──────── Data rows

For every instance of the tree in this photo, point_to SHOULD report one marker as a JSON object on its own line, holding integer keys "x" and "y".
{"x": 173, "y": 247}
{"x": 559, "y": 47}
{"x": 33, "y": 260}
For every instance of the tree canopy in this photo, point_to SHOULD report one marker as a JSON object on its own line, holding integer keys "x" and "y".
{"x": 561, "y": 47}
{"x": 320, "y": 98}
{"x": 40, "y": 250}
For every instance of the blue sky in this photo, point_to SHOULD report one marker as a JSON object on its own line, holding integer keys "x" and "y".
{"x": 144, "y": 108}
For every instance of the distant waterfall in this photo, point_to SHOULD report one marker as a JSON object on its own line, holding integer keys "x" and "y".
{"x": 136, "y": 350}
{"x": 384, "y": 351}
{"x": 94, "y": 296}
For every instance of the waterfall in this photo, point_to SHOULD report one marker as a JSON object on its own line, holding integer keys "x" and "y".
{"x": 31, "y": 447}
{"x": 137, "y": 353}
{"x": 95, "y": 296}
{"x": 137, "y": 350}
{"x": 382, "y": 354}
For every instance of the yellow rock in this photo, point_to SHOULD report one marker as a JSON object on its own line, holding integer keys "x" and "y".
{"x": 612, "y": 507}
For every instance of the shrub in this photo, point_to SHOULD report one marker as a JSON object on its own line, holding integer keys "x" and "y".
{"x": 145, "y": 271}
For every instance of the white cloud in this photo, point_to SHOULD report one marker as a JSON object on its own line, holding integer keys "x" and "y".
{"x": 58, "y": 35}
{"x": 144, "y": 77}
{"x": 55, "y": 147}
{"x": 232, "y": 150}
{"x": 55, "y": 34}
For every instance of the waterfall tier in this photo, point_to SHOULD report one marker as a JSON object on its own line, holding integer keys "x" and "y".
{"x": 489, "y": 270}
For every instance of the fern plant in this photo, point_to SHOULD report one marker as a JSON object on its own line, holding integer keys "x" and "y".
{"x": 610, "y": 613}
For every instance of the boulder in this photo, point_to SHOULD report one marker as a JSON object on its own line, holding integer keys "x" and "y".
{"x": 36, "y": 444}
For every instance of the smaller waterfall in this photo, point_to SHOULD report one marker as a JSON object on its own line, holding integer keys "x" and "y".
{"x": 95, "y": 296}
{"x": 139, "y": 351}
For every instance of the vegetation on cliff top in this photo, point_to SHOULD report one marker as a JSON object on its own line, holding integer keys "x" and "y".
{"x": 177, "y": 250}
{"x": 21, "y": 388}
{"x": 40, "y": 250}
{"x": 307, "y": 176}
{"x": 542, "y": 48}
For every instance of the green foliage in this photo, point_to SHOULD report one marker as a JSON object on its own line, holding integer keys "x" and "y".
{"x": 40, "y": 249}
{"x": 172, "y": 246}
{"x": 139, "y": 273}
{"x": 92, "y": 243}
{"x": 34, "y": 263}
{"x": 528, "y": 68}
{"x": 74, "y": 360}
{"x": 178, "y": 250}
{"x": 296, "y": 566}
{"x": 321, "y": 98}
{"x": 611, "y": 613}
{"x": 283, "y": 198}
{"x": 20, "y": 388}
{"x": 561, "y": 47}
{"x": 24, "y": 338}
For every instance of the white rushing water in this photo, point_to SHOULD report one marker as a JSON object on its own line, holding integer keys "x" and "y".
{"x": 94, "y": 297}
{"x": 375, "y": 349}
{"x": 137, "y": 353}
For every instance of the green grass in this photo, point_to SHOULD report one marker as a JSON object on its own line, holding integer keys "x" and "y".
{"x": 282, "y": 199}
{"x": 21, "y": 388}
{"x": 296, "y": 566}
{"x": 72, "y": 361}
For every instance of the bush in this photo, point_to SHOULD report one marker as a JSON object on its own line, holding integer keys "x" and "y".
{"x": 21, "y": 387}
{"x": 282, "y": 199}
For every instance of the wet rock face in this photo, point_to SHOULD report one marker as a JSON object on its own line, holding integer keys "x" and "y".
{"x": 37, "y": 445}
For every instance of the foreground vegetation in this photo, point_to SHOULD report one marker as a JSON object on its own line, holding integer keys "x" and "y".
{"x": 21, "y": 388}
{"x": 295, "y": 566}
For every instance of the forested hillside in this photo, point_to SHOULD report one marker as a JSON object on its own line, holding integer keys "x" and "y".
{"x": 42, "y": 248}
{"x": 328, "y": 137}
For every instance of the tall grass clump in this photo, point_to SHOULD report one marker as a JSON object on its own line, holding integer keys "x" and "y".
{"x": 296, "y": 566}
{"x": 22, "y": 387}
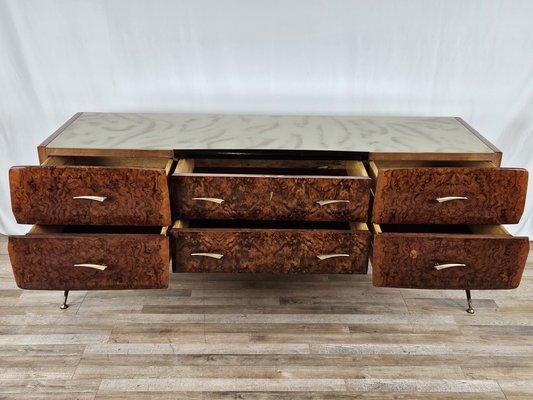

────────────────

Repeat every row above line for line, without altering any of them. Omit the pictures from your output.

### Solution to this problem
For every instance of the tree in this photo, point_to SHOULD report one marker as a JSON object on its own line, holding integer keys "x" and "y".
{"x": 173, "y": 247}
{"x": 559, "y": 47}
{"x": 33, "y": 260}
For every instance of the tree canopy in this photo, point_to SHOULD report one marker as a JSON object on its own line, holding integer keys "x" and "y".
{"x": 561, "y": 47}
{"x": 320, "y": 98}
{"x": 40, "y": 250}
For every instance of the blue sky in this photo, point_to SHOULD report one marker as a JSON object on its own line, holding integer keys "x" and "y".
{"x": 144, "y": 108}
For every instance of the distant waterfall in this photo, point_to SHOULD report one marker as a JSON object on its own line, holding integer keys "x" and "y".
{"x": 136, "y": 350}
{"x": 384, "y": 351}
{"x": 94, "y": 296}
For every instance of the waterfall in this photo, point_to SHOULD report one marker as a JSON object on its own line, holding integer keys "x" and "y".
{"x": 31, "y": 447}
{"x": 137, "y": 353}
{"x": 95, "y": 296}
{"x": 137, "y": 350}
{"x": 382, "y": 354}
For every instance of the yellow rock in this photo, point_to SHOULD report one marker as a JSON object on its own line, holding integer keys "x" and "y".
{"x": 612, "y": 507}
For every instance of the shrub in this photo, point_to SHOULD report one marker as a JSON object on its own line, holding integer keys "x" and "y".
{"x": 145, "y": 271}
For every instance of the white cloud in this photo, point_to SHOULD report one marker as a JSON object on its own line, holding integer keys "x" and "y".
{"x": 58, "y": 35}
{"x": 144, "y": 77}
{"x": 55, "y": 147}
{"x": 232, "y": 150}
{"x": 55, "y": 34}
For every instance of the waterfall tier in this photo, point_to SHOULD report one marker as a JSON object on its own line, holding integer keys "x" and "y".
{"x": 489, "y": 270}
For every instance of the fern plant in this photo, point_to SHOULD report one marker as a JSON object on its own line, holding integer keys "x" and "y".
{"x": 610, "y": 613}
For every instance of the boulder in this photo, point_to SHOULD report one marker as a JSON object on its own line, holding integer keys "x" and "y".
{"x": 36, "y": 444}
For every instance of the smaller waterfall in this photo, point_to SHOULD report one marker as a JSON object on its own line, holding integer keys "x" and "y".
{"x": 95, "y": 296}
{"x": 139, "y": 351}
For every instance of the vegetation on cliff top in this photo, point_to SHOULD report one marker as a JSON object on its own line, holding integer keys "x" and "y".
{"x": 177, "y": 250}
{"x": 21, "y": 388}
{"x": 40, "y": 250}
{"x": 307, "y": 176}
{"x": 542, "y": 48}
For every instance of the green foliage in this photo, point_to SHOULD report one marker as a JSON object on its own line, holding integer keys "x" and "y".
{"x": 40, "y": 249}
{"x": 172, "y": 246}
{"x": 139, "y": 273}
{"x": 92, "y": 243}
{"x": 34, "y": 263}
{"x": 528, "y": 68}
{"x": 74, "y": 360}
{"x": 178, "y": 250}
{"x": 296, "y": 566}
{"x": 321, "y": 98}
{"x": 611, "y": 613}
{"x": 283, "y": 198}
{"x": 20, "y": 388}
{"x": 561, "y": 47}
{"x": 24, "y": 338}
For every instance of the white rushing water in this photo, point_to SHOULD report one marker as a JSON object on its own line, holding integer keys "x" and "y".
{"x": 94, "y": 297}
{"x": 375, "y": 349}
{"x": 137, "y": 353}
For every instance of the green grass in this photo, point_to SHOULD report one marker as a JSON object on its own line, holding integer keys "x" and "y".
{"x": 282, "y": 199}
{"x": 21, "y": 388}
{"x": 296, "y": 566}
{"x": 72, "y": 361}
For every instance of the bush in this photo, point_to SHOULD report one marker as a JSON object on its own line, holding integer keys "x" and "y".
{"x": 21, "y": 387}
{"x": 282, "y": 199}
For every instance of the wet rock face in this photo, point_to SHOULD report one marker as a JSON object on its own line, holding integer keys "x" and "y".
{"x": 37, "y": 445}
For every instance of the foreground vegetation in this photo, point_to SHOULD report one marker as a JSON object on its own line, holding integer keys "x" and "y".
{"x": 21, "y": 388}
{"x": 295, "y": 566}
For every instance of the forested hillside in this photo, point_to SHOULD report one marker as a JSON object on its own line, holding integer keys "x" and "y".
{"x": 42, "y": 248}
{"x": 328, "y": 137}
For every instance of the tall grass clump in this photo, point_to SHOULD report one marker as a JSON object on its own line, holding integer keys "x" and "y".
{"x": 296, "y": 566}
{"x": 22, "y": 387}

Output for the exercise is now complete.